[Opening Data for review section]

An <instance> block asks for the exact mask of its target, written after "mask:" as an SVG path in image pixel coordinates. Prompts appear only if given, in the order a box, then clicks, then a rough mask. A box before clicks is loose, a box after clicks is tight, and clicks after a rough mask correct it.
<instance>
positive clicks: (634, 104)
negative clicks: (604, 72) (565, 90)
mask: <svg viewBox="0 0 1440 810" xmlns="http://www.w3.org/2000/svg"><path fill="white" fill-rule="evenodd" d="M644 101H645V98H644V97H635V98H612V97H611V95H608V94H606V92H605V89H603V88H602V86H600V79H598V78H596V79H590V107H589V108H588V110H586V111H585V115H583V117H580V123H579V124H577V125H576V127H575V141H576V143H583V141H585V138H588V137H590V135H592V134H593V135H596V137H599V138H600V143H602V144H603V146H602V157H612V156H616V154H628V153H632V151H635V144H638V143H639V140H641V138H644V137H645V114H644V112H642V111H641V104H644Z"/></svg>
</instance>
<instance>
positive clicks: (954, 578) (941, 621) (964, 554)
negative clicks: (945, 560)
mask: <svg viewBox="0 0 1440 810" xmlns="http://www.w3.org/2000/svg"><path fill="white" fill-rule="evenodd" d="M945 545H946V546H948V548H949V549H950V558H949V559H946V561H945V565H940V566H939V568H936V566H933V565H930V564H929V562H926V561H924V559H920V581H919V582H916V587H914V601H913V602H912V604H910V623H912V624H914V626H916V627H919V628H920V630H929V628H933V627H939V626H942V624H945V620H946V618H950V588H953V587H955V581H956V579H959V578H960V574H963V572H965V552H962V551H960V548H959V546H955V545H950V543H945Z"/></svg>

[Closing Data for review section]

# Exercise goal
State how many lines of the data above contain the string "instance", leaving out everything but the number.

# Result
4